**Supplied text**

■ ■ ■ ■ ■ ■ ■

I remember being a very nervous 18-year-old when I first entered the premises of North South University, a place I did not even want to enroll in. For someone who studied in bit-sized backyards they called school, the towering presence of NSU was intimidating.
As I walked into the canteen, I bought myself a cup of tea and sat in a corner, waiting desperately to see any known face before the class started. My first encounter with Mojo Mama happened just when I was about to get another cup to calm my ailing heart.
"First semester naki, mama?" (Is this your first semester?) smiled a kind looking man, who was about my father's age. As I nodded, he said, "Cha kintu amar kas thekei niyen, thikase mama" (Always buy tea from me, okay?). As I grew with my time in university, I realised that this man was no ordinary tea vendor. Day in and day out, my frustrating 3-hour commute from Old Dhaka to the campus had to culminate into a sip of hot rong cha he made.
Md. Mojammal Haque, popularly known as Mojo Mama by students in the campus, had been a staple of NSU life from its humble beginnings during the Banani campus days. He passed away recently after losing his battle to Covid-19.
"There was an open plot beside SPZ and Bashati Condomonium, where Mojo Mama and Nani (his mother) used to sell tea/smokes on a small table and tool on the road," says Fahd Uz Zaman Chowdhury, a student of the 012 batch of NSU. "Mojo Mama was incredible; I had never seen him mixing up the bills as he knew everyone. Nani loved me a lot as well, she always let me sit beside her and offer me tea and smokes."

■ ■ ■ ■ ■ ■ ■

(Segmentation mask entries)
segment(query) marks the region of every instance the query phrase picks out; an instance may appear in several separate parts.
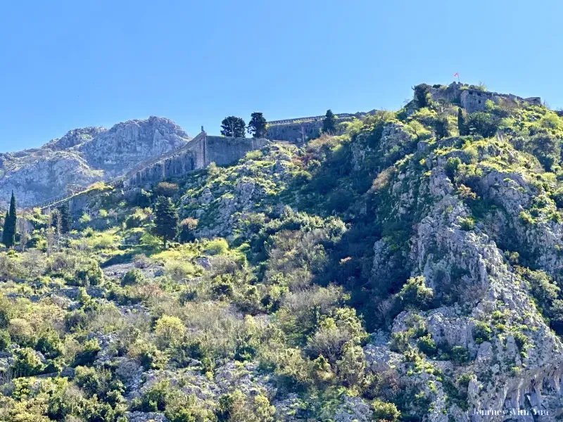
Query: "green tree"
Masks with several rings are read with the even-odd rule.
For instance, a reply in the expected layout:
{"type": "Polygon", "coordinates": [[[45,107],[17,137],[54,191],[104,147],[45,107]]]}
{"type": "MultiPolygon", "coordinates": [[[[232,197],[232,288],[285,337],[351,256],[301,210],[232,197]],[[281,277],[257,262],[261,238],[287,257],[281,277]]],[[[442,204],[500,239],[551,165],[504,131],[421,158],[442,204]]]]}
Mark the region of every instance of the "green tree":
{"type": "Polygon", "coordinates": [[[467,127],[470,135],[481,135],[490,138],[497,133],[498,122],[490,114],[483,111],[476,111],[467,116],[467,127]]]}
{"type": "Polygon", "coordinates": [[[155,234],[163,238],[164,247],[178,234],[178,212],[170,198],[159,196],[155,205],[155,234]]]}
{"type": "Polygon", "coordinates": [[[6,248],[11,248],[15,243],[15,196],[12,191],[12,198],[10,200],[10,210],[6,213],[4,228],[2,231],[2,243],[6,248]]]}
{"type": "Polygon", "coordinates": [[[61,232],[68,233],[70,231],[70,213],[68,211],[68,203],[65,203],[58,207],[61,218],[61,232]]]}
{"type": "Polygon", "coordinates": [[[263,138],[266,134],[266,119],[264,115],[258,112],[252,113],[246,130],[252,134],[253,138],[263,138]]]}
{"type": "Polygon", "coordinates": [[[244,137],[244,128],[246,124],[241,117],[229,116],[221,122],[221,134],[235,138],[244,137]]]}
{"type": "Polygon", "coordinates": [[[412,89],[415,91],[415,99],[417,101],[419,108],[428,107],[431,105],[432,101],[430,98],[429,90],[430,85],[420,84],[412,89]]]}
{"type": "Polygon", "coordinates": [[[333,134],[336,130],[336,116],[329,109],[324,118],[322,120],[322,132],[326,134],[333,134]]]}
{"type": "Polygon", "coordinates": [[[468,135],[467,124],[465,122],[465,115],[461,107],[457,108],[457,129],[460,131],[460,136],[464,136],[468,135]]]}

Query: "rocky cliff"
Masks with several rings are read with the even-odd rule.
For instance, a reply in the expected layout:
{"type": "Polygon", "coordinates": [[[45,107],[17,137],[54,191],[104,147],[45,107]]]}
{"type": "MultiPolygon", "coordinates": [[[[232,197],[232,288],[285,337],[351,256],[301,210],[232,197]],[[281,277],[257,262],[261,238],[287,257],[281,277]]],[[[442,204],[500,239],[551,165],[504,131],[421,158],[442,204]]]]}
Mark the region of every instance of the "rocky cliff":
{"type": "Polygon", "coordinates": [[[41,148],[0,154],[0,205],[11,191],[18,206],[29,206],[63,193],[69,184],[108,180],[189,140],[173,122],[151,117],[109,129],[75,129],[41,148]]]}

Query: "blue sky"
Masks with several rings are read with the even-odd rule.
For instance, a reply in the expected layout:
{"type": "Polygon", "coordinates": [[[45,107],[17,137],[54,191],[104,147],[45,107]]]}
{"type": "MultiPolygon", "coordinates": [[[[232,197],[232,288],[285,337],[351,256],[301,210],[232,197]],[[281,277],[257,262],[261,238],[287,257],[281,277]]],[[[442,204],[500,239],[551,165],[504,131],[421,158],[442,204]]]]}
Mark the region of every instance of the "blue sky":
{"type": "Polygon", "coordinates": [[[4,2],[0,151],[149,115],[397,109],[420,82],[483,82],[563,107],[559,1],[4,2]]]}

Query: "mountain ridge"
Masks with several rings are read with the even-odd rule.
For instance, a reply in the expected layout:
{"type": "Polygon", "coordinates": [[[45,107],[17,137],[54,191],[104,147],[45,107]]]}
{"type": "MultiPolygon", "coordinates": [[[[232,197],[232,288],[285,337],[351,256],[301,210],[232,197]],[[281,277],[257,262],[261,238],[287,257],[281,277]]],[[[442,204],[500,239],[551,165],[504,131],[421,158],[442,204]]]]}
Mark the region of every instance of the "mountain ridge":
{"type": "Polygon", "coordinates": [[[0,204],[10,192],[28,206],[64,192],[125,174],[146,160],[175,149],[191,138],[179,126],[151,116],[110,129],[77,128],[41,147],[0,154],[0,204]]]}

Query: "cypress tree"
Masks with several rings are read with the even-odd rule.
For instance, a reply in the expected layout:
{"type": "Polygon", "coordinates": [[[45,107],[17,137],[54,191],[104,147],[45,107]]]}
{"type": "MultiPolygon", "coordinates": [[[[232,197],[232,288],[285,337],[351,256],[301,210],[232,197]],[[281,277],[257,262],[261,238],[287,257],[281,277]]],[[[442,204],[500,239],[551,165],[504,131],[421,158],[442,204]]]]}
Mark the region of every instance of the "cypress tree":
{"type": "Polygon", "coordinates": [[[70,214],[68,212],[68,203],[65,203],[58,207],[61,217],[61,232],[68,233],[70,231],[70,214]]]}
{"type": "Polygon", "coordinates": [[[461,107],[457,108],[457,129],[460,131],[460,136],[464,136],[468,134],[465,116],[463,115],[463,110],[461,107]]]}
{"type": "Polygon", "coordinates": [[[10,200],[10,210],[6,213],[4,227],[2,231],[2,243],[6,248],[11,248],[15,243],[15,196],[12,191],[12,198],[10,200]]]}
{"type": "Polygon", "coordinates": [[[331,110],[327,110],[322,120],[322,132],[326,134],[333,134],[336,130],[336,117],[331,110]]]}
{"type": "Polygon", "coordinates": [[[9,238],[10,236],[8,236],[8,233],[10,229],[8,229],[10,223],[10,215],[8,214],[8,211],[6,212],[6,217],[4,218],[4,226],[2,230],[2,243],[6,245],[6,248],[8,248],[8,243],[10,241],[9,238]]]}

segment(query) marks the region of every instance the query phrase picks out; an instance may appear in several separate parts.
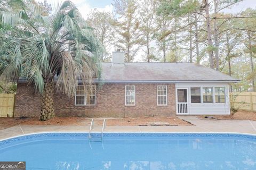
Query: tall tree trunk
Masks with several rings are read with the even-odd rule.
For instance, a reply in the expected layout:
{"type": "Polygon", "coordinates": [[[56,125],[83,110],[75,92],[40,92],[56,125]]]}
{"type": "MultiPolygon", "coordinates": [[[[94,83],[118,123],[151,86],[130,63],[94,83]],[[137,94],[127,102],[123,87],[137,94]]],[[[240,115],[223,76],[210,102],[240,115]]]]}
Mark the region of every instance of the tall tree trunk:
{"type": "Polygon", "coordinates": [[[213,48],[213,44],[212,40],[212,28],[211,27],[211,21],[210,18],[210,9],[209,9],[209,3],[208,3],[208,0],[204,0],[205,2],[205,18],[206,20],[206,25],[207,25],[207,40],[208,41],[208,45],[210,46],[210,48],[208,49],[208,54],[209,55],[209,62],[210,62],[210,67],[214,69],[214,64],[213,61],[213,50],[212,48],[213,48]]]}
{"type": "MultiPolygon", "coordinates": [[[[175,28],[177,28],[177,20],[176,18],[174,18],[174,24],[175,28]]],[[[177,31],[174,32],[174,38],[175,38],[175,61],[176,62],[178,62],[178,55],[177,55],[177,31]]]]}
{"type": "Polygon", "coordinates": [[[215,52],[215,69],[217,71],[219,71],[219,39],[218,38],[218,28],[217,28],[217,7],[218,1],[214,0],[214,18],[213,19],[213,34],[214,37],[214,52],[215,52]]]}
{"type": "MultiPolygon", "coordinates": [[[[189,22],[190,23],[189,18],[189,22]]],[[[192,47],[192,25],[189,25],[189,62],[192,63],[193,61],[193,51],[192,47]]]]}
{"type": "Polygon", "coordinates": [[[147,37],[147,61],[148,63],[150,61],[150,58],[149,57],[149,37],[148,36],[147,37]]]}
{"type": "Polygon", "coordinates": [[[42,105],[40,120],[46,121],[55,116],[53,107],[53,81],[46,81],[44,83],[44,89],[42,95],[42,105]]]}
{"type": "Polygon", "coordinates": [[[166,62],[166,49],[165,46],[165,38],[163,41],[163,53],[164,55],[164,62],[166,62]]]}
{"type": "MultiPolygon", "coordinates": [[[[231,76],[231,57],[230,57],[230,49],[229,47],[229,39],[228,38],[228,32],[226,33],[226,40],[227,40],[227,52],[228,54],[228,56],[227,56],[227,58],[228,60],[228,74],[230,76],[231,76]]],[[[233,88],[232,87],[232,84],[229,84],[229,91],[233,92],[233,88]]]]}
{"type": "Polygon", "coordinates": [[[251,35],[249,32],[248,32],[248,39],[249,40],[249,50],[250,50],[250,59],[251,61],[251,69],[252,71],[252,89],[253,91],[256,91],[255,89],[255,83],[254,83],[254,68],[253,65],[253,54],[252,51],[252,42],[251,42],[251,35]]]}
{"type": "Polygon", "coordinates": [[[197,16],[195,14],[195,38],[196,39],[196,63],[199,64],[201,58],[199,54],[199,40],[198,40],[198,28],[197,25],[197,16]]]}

■ ■ ■ ■ ■ ■ ■

**Work request 1**
Print the part of the Mojo Mama piece from "I remember being" to "my ailing heart.".
**Work request 2**
Answer these questions using the Mojo Mama piece:
(a) What did the narrator buy in the canteen before class?
(b) What is Mojo Mama's full name?
(c) Which NSU batch is Fahd Uz Zaman Chowdhury from?
The entries have no role in any of this work.

**Answer space 1**
I remember being a very nervous 18-year-old when I first entered the premises of North South University, a place I did not even want to enroll in. For someone who studied in bit-sized backyards they called school, the towering presence of NSU was intimidating.
As I walked into the canteen, I bought myself a cup of tea and sat in a corner, waiting desperately to see any known face before the class started. My first encounter with Mojo Mama happened just when I was about to get another cup to calm my ailing heart.

**Answer space 2**
(a) A cup of tea.
(b) Md. Mojammal Haque.
(c) The 012 batch.